• Extract provided:
= = =

Compositions and methods for treating serpin B13 disorders

This application claims priority to U.S. Provisional Application No. 62/883,443 that was filed on Aug. 6, 2019, and U.S. Provisional Application No. 63/040,356 that was filed on Jun. 17, 2020. The entire content of the applications referenced above are hereby incorporated by reference herein.

The instant application contains a Sequence Listing which has been submitted electronically in ASCII format and is hereby incorporated by reference in its entirety. Said ASCII copy, created on Jun. 21, 2022, is named 09531_469US1_SL.txt and is 133,696 bytes in size.

= = =

• How to complete this task:
Summarize the serpin B13 patent text in two sentences.

= = =

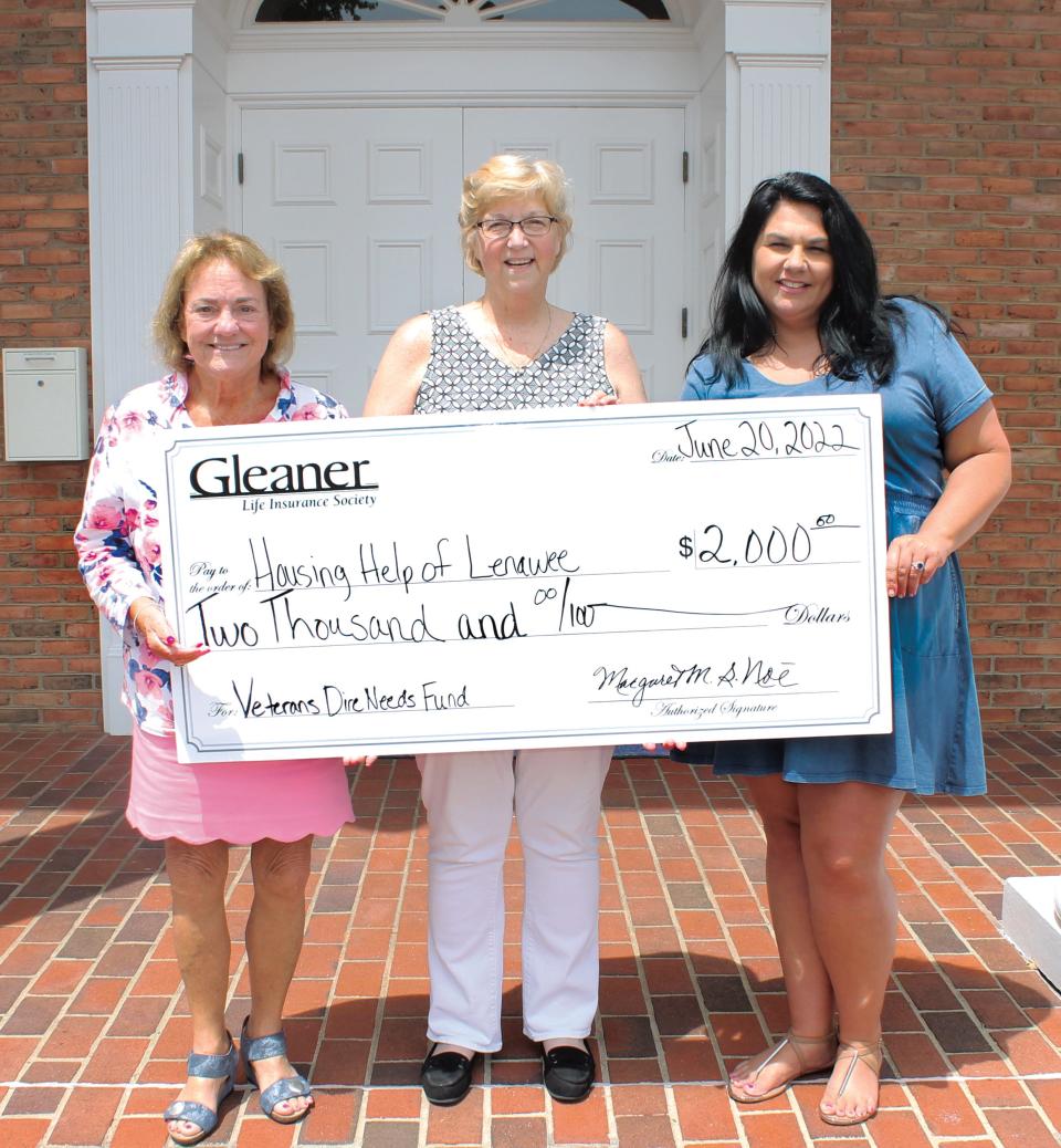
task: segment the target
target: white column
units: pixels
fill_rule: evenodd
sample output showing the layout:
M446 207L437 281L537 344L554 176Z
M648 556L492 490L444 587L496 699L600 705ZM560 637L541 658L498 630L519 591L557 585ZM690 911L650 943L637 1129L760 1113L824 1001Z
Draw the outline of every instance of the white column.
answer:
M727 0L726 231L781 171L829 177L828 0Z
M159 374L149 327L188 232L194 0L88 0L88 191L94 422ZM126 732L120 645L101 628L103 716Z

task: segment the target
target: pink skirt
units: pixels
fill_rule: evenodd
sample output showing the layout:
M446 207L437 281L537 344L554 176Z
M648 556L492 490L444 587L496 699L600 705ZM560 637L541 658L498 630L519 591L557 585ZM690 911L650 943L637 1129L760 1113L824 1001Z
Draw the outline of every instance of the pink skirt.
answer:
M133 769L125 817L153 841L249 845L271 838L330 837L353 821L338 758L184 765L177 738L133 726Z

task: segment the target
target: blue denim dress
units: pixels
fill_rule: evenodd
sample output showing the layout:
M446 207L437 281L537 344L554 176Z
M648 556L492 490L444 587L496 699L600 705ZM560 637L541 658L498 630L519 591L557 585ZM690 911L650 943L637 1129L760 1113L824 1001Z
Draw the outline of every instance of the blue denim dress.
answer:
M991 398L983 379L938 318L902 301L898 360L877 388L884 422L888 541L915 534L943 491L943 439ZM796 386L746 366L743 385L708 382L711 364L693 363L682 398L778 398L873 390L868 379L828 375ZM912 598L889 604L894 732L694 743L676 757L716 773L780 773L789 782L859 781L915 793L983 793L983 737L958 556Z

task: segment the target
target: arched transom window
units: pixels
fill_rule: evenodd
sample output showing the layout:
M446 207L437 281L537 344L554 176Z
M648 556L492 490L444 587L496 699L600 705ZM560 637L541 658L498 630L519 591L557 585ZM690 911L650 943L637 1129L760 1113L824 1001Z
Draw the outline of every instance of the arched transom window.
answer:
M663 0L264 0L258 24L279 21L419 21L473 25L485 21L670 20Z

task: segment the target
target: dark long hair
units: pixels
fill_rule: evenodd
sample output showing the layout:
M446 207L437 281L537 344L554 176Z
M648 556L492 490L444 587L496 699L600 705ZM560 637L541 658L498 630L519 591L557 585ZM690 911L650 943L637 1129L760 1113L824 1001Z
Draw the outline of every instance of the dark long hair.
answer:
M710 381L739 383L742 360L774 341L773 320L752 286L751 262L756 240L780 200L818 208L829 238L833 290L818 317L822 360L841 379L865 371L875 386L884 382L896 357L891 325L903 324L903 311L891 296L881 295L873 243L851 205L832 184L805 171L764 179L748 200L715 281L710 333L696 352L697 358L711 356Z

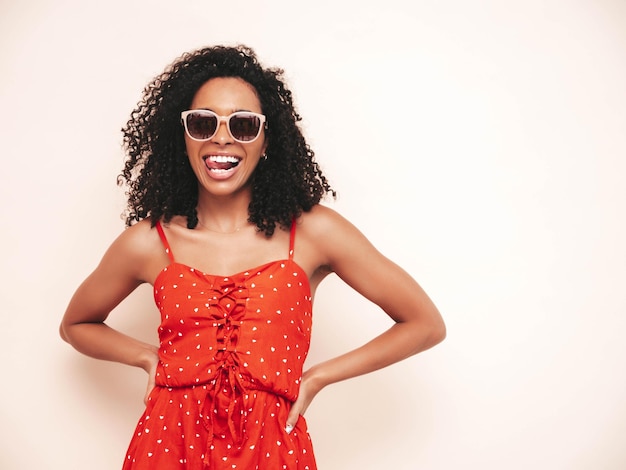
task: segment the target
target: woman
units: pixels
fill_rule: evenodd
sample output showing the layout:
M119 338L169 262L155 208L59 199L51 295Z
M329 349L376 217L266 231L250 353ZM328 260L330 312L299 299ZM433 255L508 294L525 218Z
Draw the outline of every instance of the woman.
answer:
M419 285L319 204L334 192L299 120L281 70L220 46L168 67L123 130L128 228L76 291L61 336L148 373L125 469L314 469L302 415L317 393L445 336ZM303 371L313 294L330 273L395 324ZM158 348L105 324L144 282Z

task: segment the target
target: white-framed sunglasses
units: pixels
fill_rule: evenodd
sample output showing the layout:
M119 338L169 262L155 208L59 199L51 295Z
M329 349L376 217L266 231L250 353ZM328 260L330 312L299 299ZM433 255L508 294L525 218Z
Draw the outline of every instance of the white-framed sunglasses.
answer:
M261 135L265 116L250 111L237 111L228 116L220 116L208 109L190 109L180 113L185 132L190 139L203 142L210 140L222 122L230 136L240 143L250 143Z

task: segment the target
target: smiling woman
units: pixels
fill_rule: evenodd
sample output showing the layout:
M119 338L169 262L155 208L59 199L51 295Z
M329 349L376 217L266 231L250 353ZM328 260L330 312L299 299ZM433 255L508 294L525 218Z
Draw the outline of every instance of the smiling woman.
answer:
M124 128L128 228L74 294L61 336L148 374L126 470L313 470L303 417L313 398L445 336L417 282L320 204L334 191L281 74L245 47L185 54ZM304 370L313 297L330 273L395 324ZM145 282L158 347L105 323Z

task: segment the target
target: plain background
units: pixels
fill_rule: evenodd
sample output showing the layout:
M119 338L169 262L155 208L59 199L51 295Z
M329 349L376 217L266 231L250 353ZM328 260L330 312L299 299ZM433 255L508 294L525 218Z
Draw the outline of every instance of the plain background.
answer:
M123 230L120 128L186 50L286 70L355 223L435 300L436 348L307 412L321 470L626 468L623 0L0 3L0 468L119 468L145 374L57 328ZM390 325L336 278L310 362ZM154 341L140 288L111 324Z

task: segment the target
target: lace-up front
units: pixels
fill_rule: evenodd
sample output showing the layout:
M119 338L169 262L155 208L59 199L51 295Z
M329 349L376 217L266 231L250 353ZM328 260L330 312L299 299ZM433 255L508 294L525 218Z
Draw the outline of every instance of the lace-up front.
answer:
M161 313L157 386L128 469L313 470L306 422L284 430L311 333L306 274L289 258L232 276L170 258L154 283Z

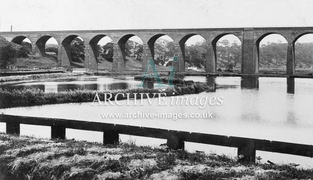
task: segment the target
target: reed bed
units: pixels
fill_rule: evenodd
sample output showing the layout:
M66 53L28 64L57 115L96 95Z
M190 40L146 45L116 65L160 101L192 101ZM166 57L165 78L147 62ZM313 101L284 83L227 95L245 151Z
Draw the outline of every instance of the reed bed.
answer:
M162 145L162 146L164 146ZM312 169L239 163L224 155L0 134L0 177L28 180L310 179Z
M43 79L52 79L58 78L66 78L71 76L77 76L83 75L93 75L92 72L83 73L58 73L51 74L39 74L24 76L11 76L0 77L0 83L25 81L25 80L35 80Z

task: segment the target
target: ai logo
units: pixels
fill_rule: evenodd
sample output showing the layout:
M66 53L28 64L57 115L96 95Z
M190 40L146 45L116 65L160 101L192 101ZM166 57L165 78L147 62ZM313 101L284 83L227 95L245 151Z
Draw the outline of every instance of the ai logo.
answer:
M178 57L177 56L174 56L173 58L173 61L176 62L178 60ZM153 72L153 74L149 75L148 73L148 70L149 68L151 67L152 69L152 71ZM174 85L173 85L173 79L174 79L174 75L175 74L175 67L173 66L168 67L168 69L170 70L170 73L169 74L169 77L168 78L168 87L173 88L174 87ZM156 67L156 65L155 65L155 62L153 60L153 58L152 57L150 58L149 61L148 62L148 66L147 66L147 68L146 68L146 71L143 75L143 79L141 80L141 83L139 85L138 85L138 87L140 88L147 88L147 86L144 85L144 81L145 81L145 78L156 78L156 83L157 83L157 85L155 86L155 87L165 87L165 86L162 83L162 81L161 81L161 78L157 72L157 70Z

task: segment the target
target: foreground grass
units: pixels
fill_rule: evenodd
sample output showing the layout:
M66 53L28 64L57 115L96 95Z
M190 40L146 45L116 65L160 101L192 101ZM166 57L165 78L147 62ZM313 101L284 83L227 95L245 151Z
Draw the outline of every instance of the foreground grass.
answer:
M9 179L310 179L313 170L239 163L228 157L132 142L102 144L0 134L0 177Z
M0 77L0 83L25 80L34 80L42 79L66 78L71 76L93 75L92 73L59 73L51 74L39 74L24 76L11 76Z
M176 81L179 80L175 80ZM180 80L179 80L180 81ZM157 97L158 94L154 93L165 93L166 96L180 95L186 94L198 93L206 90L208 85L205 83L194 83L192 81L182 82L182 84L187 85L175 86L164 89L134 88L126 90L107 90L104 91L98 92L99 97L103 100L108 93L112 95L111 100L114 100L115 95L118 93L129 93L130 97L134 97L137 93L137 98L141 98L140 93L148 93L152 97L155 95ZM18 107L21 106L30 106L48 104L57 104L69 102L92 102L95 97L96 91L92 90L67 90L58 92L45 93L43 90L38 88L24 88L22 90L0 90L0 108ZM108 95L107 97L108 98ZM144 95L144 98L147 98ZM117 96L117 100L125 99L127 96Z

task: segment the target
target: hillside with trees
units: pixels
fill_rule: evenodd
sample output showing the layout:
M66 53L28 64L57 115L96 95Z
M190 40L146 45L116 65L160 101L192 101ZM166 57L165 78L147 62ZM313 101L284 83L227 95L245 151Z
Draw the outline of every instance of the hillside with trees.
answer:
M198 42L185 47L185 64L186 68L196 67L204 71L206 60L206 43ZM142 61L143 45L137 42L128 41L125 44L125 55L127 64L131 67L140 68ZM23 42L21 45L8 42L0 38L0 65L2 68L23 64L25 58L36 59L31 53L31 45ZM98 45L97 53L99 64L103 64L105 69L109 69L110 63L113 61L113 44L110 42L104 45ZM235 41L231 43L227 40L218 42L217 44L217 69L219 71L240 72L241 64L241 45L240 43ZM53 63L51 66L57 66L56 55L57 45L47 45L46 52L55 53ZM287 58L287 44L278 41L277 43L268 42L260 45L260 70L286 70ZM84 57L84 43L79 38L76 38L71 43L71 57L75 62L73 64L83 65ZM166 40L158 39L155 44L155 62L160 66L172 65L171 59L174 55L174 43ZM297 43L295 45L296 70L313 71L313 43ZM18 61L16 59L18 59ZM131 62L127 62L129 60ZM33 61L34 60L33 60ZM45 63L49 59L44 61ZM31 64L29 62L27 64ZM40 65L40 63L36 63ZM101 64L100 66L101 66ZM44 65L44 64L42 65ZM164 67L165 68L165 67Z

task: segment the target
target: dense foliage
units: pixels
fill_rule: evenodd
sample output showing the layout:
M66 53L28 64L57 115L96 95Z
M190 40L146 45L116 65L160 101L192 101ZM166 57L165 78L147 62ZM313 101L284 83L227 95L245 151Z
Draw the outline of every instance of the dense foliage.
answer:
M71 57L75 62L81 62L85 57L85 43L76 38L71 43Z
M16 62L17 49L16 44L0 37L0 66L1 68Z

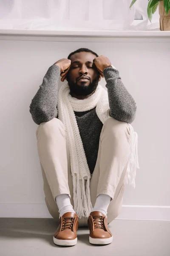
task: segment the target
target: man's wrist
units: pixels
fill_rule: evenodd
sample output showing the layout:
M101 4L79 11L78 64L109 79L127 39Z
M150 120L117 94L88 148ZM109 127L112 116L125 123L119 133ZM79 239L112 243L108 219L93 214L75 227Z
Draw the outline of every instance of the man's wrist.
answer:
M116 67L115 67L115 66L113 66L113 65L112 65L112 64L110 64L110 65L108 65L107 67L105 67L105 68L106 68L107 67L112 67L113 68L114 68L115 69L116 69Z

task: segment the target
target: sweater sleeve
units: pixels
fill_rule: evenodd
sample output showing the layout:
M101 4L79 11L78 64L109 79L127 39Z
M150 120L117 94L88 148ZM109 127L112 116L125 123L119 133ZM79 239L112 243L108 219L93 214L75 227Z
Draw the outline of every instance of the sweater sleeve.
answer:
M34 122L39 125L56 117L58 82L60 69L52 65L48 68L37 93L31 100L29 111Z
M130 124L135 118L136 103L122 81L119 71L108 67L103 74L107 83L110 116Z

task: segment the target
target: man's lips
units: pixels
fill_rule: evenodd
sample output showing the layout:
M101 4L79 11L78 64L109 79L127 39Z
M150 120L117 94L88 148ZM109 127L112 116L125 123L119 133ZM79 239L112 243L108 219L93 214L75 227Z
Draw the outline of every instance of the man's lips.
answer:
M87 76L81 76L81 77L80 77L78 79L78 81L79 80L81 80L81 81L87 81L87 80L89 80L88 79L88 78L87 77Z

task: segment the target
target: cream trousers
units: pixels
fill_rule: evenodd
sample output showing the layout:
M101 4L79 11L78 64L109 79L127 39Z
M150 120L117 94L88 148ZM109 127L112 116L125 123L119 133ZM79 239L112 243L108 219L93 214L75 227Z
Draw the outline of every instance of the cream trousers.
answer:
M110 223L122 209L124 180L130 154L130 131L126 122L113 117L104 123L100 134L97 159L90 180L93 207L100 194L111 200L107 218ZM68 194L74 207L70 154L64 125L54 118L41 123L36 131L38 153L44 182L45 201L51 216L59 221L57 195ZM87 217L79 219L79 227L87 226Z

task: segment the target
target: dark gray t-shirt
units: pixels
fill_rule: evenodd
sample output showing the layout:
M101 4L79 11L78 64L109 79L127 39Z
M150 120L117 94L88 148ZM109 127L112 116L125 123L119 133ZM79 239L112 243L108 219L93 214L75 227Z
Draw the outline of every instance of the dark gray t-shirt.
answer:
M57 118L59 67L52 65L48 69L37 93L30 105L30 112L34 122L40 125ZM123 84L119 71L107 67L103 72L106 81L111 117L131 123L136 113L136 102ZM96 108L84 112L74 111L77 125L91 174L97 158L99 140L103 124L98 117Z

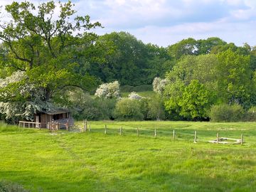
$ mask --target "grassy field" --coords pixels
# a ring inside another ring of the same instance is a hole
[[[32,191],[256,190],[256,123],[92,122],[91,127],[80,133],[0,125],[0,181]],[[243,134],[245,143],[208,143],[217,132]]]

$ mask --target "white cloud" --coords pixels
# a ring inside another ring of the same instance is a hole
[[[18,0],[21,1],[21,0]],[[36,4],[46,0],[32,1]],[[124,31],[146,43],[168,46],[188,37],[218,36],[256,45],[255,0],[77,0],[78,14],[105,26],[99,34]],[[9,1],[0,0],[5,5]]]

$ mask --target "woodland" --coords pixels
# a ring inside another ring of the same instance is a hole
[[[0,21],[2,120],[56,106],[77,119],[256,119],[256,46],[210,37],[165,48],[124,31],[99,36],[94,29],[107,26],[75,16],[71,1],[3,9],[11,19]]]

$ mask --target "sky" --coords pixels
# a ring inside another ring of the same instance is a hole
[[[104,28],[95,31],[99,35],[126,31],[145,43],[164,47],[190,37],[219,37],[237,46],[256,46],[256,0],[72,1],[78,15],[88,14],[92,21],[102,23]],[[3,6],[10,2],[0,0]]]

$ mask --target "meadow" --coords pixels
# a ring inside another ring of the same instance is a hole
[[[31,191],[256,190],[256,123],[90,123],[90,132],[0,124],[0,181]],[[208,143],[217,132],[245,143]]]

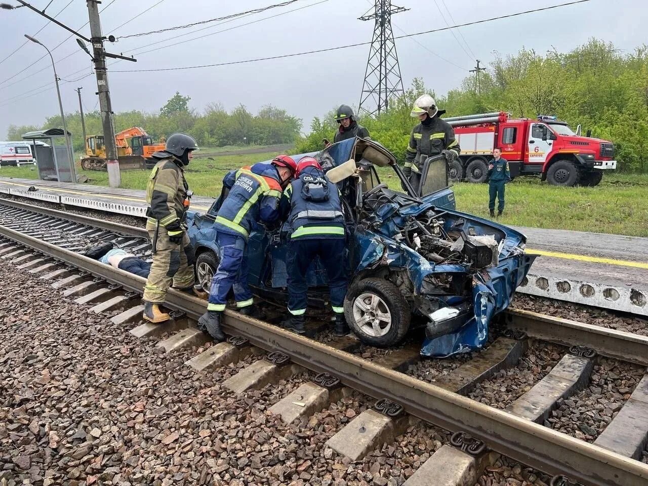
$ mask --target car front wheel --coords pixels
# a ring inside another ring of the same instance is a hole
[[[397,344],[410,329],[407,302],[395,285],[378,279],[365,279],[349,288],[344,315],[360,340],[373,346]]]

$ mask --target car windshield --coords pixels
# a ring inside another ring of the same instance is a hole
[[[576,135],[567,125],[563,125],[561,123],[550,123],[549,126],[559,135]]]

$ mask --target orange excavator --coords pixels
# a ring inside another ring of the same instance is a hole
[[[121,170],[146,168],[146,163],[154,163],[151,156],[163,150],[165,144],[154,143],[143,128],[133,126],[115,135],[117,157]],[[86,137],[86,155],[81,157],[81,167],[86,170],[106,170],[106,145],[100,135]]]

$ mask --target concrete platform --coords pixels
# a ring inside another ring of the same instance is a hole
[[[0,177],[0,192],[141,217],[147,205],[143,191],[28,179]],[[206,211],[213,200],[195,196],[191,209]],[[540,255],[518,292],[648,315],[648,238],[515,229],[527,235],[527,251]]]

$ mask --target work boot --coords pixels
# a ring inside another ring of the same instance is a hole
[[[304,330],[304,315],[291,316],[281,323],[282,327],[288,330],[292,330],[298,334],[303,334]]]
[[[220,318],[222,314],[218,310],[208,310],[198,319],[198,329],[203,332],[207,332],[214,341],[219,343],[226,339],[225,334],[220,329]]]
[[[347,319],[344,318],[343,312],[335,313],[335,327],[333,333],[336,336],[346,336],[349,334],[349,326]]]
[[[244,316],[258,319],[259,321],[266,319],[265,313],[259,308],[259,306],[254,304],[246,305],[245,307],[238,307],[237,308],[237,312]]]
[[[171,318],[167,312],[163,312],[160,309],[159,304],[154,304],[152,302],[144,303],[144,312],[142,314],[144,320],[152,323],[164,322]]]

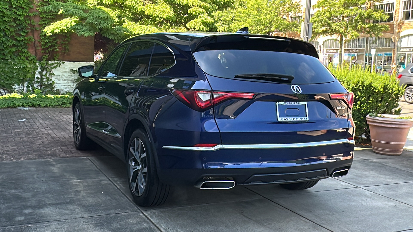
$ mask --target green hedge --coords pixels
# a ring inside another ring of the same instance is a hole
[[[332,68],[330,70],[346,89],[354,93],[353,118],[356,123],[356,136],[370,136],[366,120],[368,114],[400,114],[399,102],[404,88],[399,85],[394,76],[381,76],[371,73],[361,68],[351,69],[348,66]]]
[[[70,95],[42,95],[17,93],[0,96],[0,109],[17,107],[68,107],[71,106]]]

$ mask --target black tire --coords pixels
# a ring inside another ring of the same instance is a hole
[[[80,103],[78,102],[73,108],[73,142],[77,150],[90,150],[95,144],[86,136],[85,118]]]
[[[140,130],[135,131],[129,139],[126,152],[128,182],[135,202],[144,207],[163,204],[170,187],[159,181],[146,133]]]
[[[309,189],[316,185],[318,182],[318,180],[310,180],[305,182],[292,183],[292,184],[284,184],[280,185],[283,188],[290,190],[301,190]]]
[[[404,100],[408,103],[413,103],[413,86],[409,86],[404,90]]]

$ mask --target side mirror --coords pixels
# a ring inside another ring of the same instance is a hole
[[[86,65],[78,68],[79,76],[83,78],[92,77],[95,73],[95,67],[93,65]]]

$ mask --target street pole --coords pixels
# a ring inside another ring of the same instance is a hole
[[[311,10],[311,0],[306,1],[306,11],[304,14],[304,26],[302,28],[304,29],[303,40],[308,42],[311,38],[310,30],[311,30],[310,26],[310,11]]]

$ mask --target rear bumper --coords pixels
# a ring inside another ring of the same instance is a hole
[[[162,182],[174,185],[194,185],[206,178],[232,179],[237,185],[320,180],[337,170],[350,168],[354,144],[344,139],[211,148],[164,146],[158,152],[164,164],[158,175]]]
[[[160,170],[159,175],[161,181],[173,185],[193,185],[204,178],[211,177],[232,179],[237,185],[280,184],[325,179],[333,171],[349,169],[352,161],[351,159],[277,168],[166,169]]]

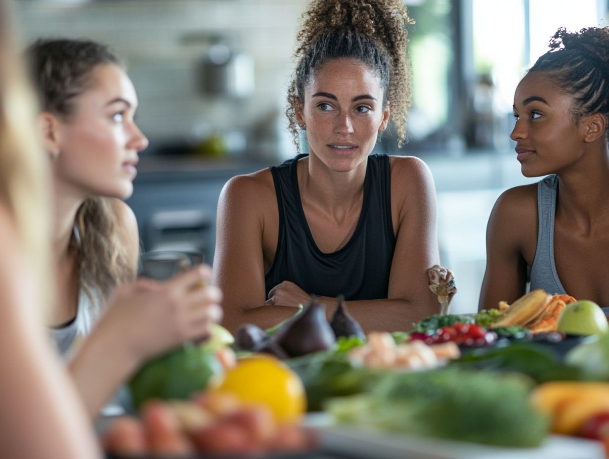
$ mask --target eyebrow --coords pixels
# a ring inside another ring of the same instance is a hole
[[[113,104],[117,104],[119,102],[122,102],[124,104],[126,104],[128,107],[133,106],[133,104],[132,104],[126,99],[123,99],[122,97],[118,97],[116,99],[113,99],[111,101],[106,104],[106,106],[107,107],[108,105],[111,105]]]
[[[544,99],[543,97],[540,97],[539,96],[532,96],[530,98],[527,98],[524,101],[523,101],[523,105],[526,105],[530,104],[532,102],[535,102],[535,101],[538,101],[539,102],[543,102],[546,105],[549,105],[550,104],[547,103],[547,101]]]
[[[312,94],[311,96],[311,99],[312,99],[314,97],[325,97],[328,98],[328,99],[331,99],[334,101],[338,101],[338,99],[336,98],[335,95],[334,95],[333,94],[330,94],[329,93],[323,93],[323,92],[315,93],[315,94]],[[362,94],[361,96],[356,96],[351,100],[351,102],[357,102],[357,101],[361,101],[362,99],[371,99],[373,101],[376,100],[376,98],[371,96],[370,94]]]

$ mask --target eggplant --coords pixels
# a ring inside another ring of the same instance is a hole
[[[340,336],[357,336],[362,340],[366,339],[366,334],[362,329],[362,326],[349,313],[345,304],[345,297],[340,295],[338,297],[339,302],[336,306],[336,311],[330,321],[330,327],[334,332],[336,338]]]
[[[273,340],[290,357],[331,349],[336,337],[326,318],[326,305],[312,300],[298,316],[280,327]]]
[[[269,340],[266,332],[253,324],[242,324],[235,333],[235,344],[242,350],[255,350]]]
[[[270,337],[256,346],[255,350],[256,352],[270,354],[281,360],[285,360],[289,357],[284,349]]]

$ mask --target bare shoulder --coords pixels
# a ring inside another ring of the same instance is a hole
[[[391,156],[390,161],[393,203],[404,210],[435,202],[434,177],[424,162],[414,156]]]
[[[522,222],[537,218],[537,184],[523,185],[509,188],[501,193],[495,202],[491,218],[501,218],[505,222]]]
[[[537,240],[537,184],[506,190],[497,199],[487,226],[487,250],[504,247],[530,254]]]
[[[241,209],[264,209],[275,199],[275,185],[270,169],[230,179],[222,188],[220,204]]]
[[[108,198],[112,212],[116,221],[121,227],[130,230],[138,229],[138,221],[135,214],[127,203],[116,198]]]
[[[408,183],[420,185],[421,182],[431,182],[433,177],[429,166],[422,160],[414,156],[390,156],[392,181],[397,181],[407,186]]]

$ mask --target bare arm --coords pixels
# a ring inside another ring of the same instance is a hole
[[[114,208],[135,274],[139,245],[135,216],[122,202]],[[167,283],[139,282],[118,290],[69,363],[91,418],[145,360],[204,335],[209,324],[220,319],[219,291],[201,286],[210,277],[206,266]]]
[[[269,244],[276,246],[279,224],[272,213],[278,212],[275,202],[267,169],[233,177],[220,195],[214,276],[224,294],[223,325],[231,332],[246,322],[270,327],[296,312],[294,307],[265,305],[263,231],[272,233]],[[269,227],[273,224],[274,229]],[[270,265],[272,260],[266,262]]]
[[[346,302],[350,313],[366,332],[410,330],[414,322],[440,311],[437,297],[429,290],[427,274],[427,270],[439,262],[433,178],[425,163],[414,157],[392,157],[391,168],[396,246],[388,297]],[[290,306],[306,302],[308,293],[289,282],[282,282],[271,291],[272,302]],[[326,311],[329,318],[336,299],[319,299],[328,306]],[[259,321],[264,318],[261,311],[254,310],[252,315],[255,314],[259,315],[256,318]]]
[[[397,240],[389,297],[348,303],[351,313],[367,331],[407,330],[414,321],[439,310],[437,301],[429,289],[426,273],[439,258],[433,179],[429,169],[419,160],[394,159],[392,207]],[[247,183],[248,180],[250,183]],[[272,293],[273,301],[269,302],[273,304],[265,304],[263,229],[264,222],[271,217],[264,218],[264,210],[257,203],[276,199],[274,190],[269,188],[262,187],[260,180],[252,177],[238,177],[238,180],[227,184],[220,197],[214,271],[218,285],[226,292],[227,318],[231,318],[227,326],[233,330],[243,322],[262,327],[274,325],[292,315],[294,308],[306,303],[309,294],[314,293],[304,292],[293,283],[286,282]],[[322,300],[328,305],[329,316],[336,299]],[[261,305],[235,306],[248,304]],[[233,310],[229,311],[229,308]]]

= = =

• Task answer:
The application, titled "Compositions and methods for treating serpin B13 disorders," claims priority to U.S. Provisional Application No. 62/883,443, filed Aug. 6, 2019, and U.S. Provisional Application No. 63/040,356, filed Jun. 17, 2020, and incorporates their entire content by reference. It also contains a Sequence Listing submitted electronically in ASCII format and likewise incorporated by reference; the ASCII copy, named 09531_469US1_SL.txt, was created on Jun. 21, 2022, and is 133,696 bytes in size.